Written problem. Make an exact copy of the listing below.
==== Given information ====
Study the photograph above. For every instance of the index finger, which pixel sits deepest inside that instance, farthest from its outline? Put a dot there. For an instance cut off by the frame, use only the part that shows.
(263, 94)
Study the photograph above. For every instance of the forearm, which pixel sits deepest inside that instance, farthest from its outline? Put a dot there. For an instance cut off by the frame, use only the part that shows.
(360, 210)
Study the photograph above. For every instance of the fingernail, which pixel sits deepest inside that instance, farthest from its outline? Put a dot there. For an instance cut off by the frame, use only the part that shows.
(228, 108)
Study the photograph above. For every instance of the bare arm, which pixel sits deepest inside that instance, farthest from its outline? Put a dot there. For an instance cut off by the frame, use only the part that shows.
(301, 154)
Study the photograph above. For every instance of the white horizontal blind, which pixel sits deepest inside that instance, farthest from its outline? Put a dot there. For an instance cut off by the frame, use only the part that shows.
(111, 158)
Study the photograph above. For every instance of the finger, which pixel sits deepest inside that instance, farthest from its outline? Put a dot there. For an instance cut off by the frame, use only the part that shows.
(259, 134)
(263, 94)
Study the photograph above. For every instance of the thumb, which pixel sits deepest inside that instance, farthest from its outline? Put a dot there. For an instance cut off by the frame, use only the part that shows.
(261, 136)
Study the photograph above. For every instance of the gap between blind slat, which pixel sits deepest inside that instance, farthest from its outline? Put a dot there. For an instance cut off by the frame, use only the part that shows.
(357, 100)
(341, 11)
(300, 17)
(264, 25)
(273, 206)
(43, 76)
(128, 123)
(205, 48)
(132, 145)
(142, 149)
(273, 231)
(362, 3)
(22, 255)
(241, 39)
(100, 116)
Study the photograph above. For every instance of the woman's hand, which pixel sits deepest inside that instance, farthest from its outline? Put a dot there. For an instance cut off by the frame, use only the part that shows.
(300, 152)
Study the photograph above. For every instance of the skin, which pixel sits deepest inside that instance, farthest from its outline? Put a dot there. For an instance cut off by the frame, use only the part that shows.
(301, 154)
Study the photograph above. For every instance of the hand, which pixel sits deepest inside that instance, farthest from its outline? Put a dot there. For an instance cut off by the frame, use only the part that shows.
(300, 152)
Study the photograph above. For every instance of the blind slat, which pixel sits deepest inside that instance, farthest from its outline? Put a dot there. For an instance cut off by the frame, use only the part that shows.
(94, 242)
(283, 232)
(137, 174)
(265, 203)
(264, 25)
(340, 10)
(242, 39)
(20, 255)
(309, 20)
====
Expected answer.
Study the photograph above. For every instance of the index finger, which pixel sits deepest inside that instance, farthest from its outline? Put a dot there. For an instance cut off by the frame, use only the part that shows.
(263, 94)
Study the photograph above. For every instance of the forearm, which pixel sits deepest inside that instance, farthest from its outline? Put a dot there. For an instance cut off by the frame, use only the part that shows.
(360, 210)
Study the photograph above. For every instance of the fingernail, which pixel sits deepest inside that instance, farthest from its outline? Put a dot there. For an instance cut off by the frame, use only the part that shows.
(228, 108)
Study the photograph above. For every instance of the bare arm, which pixel sits deepest inside that instance, farthest from its outline? Put a dot there. For an instance cut off by the frame, use only the part that shows.
(301, 154)
Study the photograph above. For every instance of the white horizontal blind, which pixel sits deepest inside that instance, farthest from its outline? Put a dot there. For an instance cut off by the frame, use only the part that shows.
(111, 158)
Study the photograph above. For every instance of the finger, which pixel sits deepest inside that instance, farthest from its outline? Put a dot there. For an instance cut off by the frame, use only the part that shows.
(259, 134)
(263, 94)
Study the photograph above. For every instance of the thumb, which pixel sits deepest inside that instance, farthest from its outline? Put a dot there. For an instance cut off by the frame, use only the part that shows.
(261, 136)
Study the photograph above. For every instance of the gap between blind slat, which pixel sits deepest inside that instance, farthest from its outline? Put a dot there. For an instance cut off by the frame, use only the part that shows.
(357, 100)
(341, 11)
(300, 17)
(264, 25)
(273, 206)
(43, 76)
(128, 123)
(205, 48)
(132, 145)
(142, 149)
(273, 231)
(362, 3)
(22, 255)
(241, 39)
(100, 116)
Study the photograph above. For every instance of the woman's hand, which pixel sits deepest inside that instance, farthest from its outline? Put a dot there. For an instance cut off by the frame, use only the part that shows.
(300, 152)
Study the photograph above. For every instance of the skin, which pixel sits deepest inside that instance, farthest from its outline? Put a dot there. For an instance cut off by the frame, use only the part that shows.
(301, 154)
Study the photograph above. For every instance of the hand, which pixel sits deepest inside that instance, farthest from its outline? Put a dot there. For an instance cut off by the frame, use only the part that shows.
(300, 152)
Study the photograph above. For every instance of the blind slat, which pixel sits deepest inside that instance, farthest from its outline? Put a dot there. For an instance cut off by the frame, use only the part that shows.
(94, 242)
(283, 232)
(137, 174)
(265, 203)
(264, 25)
(340, 10)
(242, 39)
(20, 255)
(309, 20)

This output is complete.